# Location identification entries:
===============

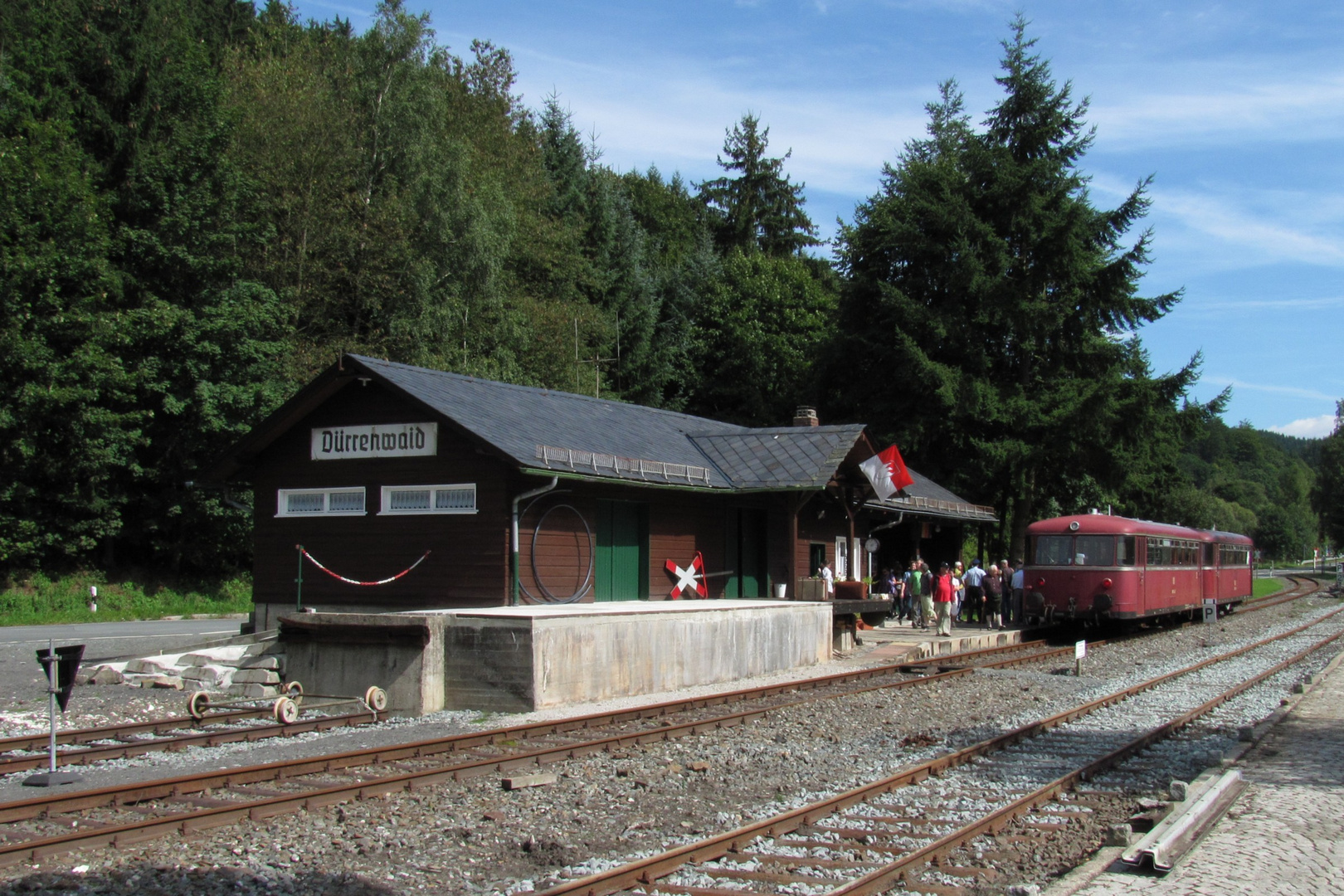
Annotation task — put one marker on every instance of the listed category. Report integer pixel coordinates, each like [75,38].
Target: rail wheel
[197,704]
[286,711]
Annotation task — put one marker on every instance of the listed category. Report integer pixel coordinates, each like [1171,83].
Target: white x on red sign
[691,578]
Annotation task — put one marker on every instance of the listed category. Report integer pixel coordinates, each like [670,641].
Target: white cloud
[1287,110]
[1311,427]
[1276,390]
[1261,227]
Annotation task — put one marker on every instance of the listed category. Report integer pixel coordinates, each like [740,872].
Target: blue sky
[1237,108]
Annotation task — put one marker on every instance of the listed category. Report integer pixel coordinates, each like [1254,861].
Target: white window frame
[283,501]
[386,504]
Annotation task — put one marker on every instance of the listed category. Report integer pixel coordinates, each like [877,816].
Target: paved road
[1285,835]
[95,631]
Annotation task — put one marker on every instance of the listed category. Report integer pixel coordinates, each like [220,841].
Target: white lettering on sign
[392,440]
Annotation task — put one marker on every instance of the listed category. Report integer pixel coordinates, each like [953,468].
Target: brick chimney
[806,416]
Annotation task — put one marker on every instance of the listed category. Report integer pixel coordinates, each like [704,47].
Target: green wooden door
[745,553]
[622,551]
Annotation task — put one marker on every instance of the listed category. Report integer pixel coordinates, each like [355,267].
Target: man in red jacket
[942,597]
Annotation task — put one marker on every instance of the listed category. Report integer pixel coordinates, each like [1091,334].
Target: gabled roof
[782,455]
[548,430]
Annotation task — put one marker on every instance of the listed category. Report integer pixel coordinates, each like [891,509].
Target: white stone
[256,676]
[208,676]
[151,665]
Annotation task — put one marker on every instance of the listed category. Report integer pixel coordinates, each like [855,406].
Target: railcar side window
[1054,550]
[1094,550]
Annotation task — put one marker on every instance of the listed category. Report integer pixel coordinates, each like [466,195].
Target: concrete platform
[533,657]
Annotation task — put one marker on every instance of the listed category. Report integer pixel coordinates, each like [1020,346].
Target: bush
[39,599]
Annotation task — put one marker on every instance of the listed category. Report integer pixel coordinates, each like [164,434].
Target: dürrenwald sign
[392,440]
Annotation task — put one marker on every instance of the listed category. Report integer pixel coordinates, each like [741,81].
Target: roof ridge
[542,390]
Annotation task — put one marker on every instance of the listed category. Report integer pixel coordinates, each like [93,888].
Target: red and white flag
[888,473]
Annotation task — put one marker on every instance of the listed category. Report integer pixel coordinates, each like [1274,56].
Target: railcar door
[1142,563]
[1209,572]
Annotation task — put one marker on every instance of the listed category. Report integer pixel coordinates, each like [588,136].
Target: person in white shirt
[973,606]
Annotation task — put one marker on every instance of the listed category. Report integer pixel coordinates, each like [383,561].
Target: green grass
[39,599]
[1265,587]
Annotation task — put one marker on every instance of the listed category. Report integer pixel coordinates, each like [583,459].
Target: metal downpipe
[518,499]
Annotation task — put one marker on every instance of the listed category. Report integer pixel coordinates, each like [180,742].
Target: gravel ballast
[477,837]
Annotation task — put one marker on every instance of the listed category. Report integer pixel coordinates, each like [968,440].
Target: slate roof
[544,429]
[929,499]
[559,431]
[782,455]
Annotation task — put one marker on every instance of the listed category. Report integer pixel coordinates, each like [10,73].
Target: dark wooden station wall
[468,564]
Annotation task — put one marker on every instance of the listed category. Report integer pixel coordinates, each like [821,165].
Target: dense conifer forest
[205,203]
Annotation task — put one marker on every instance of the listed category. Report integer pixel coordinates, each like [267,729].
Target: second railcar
[1097,567]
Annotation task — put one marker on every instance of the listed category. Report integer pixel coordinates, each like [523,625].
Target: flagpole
[51,698]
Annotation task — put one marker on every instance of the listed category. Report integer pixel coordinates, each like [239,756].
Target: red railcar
[1097,567]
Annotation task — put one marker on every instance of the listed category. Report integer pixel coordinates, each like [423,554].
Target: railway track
[175,733]
[937,826]
[34,828]
[162,735]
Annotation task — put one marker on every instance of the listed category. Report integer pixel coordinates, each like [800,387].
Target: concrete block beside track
[522,659]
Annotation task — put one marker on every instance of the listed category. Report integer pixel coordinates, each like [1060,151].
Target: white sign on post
[390,440]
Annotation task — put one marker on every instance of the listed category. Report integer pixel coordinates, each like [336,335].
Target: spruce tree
[988,304]
[758,207]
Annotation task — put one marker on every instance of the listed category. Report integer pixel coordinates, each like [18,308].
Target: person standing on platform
[1006,574]
[912,597]
[1018,583]
[925,597]
[972,606]
[944,592]
[958,589]
[993,586]
[893,585]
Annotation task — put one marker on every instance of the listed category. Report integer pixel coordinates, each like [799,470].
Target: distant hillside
[1252,481]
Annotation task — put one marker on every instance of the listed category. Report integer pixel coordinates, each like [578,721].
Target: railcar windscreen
[1094,551]
[1054,550]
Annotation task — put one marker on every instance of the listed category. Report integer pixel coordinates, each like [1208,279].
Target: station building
[378,468]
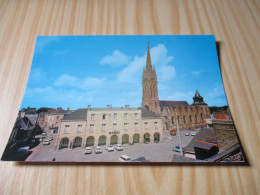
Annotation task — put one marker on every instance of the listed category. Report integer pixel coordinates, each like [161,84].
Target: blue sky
[75,71]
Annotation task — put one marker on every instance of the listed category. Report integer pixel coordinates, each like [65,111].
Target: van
[124,158]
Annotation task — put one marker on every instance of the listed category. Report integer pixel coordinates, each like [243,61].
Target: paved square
[154,152]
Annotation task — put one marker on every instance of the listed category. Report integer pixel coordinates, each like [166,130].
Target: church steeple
[150,98]
[148,59]
[197,99]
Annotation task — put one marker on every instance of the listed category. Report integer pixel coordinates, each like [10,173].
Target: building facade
[109,126]
[188,116]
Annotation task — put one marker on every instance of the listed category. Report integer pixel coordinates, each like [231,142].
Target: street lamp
[179,137]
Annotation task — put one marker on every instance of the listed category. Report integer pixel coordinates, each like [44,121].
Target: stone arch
[147,137]
[125,139]
[77,142]
[64,143]
[136,138]
[102,140]
[90,141]
[114,139]
[156,137]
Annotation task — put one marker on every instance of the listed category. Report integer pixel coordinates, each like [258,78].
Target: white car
[110,148]
[88,150]
[124,158]
[98,150]
[119,147]
[46,142]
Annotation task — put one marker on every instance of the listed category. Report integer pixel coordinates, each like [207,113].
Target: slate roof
[164,103]
[179,158]
[80,114]
[205,134]
[147,114]
[113,109]
[224,153]
[26,124]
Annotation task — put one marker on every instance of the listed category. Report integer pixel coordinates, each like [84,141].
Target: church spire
[148,60]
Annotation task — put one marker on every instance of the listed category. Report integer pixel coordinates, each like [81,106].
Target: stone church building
[188,116]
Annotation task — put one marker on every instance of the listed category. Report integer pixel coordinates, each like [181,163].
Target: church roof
[173,103]
[147,114]
[80,114]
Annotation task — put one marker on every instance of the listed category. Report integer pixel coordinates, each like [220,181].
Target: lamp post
[179,137]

===============

# EXERCISE:
Rewrite these lines with "marker" changed to "pin" throughout and everything else kept the same, leaving out the pictures.

# PROBLEM SOLUTION:
Annotation task — put one pin on every instance of the listed category. Report integer pixel coordinates, each like [75,38].
Target: rail wheel
[197,704]
[286,711]
Annotation task — put one pin on every instance of the listed category. Report integer pixel coordinates, each like [1171,83].
Target: white x on red sign
[691,578]
Annotation task — put one pin on every instance of the listed category. Report integer pixel coordinates, each like [670,641].
Target: white cloud
[1287,110]
[1311,427]
[1276,390]
[1261,227]
Annotation task — put one pin on every instance of the listed category. Report integer pixel coordinates, each like [740,872].
Target: blue sky
[1237,108]
Annotation task — put one pin on every instance of the listed category. Report integer pixel coordinates, each like [1254,861].
Target: white window frame
[283,501]
[386,504]
Annotation task — put one pin on every instance of the listed category. Report integer pixel coordinates, each like [877,816].
Target: paved road
[1285,835]
[95,631]
Annotation task — put one pin on every instance of the listed category. Report integer pixel coordinates, each like [220,841].
Target: white lettering on sign
[392,440]
Annotation task — put one pin on every instance of the listed category. Report integer pixel coordinates, each like [953,468].
Target: brick chimney
[806,416]
Annotation task — put one pin on every instance of the listed category. Report integer pixel coordinates, each like [704,47].
Target: green wooden door
[745,553]
[622,551]
Annotation task — put one pin on every instance of the listed category. Report integer pixel coordinates, each like [355,267].
Target: man in red jacket
[942,597]
Annotation task — put one pin on every instance of the listed category. Report integer pixel coordinates, each like [1091,334].
Target: gabled roof
[782,455]
[548,430]
Annotation task — put one pin on every instance of the listed category. Report integer pixel coordinates, each like [891,509].
Target: white stone
[256,676]
[208,676]
[151,665]
Annotation task — put one pin on every instance of the listed category. Report integer pixel coordinates, each like [855,406].
Target: railcar side window
[1054,550]
[1094,550]
Annotation task — put one pin on every instance of the listed category. Report integer pixel coordinates, each like [466,195].
Target: concrete platform
[533,657]
Annotation task — put one pin on every instance of the listed category. Report integer pixel coordinates, each like [1020,346].
Target: bush
[39,599]
Annotation task — put one pin on every instance of the listed category. Report integer pixel coordinates, each like [164,434].
Target: dürrenwald sign
[392,440]
Annotation task — put one pin on every instance of the listed category. Report integer pixel coordinates, each like [741,81].
Target: roof ridge
[542,390]
Annotation task — put one pin on every instance of the listed category. Report integer pixel coordinates, each like [93,888].
Target: red and white flag
[888,473]
Annotation task — put one pin on every instance of the listed category. Report integer pixel coordinates, each like [1274,56].
Target: railcar door
[1142,563]
[1209,572]
Annotation task — put one pin on every instance of the listed category. Report integer pixel coordinates, each like [588,136].
Target: person in white shirt
[973,606]
Annotation task — put one pin on every instance of the listed category. Report integer pixel coordinates, each like [383,561].
Target: green grass
[39,599]
[1265,587]
Annotation task — put one pin on every instance of the listed category. Report integer pixel coordinates, each like [583,459].
Target: metal downpipe
[518,499]
Annotation task — put one pin on every instance of the listed category. Report integer pixel coordinates, each like [180,742].
Target: gravel ballast
[477,837]
Annotation task — put one pin on every instance of the listed category. Report integer pixel coordinates, each like [968,440].
Target: slate roof
[544,429]
[929,499]
[559,431]
[782,455]
Annotation task — put one pin on every instance of the listed category. Report integer pixel coordinates, each like [10,73].
Target: dark wooden station wall
[468,564]
Annotation task — put one pin on every instance of the listed category. Report integer pixel coordinates, each like [821,165].
Target: dense conifer forest
[205,203]
Annotation task — put one pin on every instance of the listed category. Report integer pixel coordinates, each like [267,729].
Target: second railcar
[1097,567]
Annotation task — put one pin on every instance of the listed category. Report integer pixel coordinates, each like [523,625].
Target: flagpole
[51,698]
Annotation task — put one pin on every instance of the listed category. Report integer pixel coordinates, each like [239,756].
Target: red railcar
[1097,567]
Annotation task — put one pin on every instance of the listed category. Report integer pixel coordinates, each like [423,554].
Target: railway track
[175,733]
[937,826]
[34,828]
[162,735]
Annotation task — put one pin on every instance of the listed category. Report integer pixel coordinates, each like [800,387].
Target: concrete block beside track
[522,659]
Annotation task — put one pin on every instance of the listed category. Report integer pixel coordinates, each like [1060,151].
Target: white sign on post
[390,440]
Annotation task — put one pin on every instance of the listed category. Report integer pixel coordinates, each like [336,335].
Target: spruce tree
[988,304]
[758,207]
Annotation task — put one pin on every instance of the listed category. Report integer pixel coordinates, each like [18,308].
Target: person standing on platform
[1006,574]
[912,597]
[1018,583]
[925,597]
[972,606]
[944,592]
[958,589]
[993,586]
[893,585]
Annotation task — put one pin on every instance of the listed category. Report integer pixel coordinates, each like [799,470].
Target: distant hillside
[1252,481]
Annotation task — put one pin on every instance of the listed category. Report integer pixel coordinates, each like [578,721].
Target: railcar windscreen
[1094,551]
[1054,550]
Annotation task — put one pin on every instance of the listed category. Report integer pixel coordinates, each like [1208,279].
Target: station building
[378,468]
Annotation task — put one pin on every instance of the listed category. Report integer pixel coordinates, each like [161,84].
Target: blue sky
[75,71]
Annotation task — put one pin on every instance of the listed category. Report integer pixel coordinates, each like [65,111].
Target: van
[124,158]
Annotation task — put one pin on every instance of the listed category. Report integer pixel coordinates, each like [243,61].
Target: paved square
[154,152]
Annotation task — put one pin on every instance of the listed category. Report integer pixel coordinates, each like [166,130].
Target: church steeple
[150,98]
[148,59]
[197,99]
Annotation task — put one pin on every instance of the listed category. Report integer pixel coordinates, each like [10,173].
Target: building facade
[109,126]
[188,116]
Annotation task — put one pin on every instance of the listed category. Report integer pixel coordinates, each like [231,142].
Target: street lamp
[179,137]
Annotation task — put one pin on every instance of the listed category. Report integer pixel coordinates, each like [44,121].
Target: stone arch
[147,137]
[125,139]
[77,142]
[64,143]
[136,138]
[102,140]
[90,141]
[114,139]
[156,137]
Annotation task — put one pin on every instance of the listed category. Report integer pixel coordinates, each like [258,78].
Target: white car
[110,148]
[88,150]
[124,158]
[98,150]
[119,147]
[46,142]
Annotation task — put one pin on every instance of the listed category. Report integer pixel coordinates, each like [207,113].
Target: slate roof
[164,103]
[179,158]
[80,114]
[205,134]
[147,114]
[113,109]
[224,153]
[26,124]
Annotation task — put one pin on every instance of the listed category. Report integer pixel coordinates, each like [84,141].
Target: church spire
[148,60]
Annotation task — put one pin on every instance of the listed category. Report integer pixel coordinates, each like [81,106].
Target: stone church building
[188,116]
Annotation task — put one pin on every instance of the listed category. Report integer pixel coordinates, each like [181,163].
Target: church roof
[173,103]
[147,114]
[80,114]
Annotation task — put one pin on every instance of the listed category. Report integer pixel coordinates, each like [220,181].
Target: lamp post
[179,137]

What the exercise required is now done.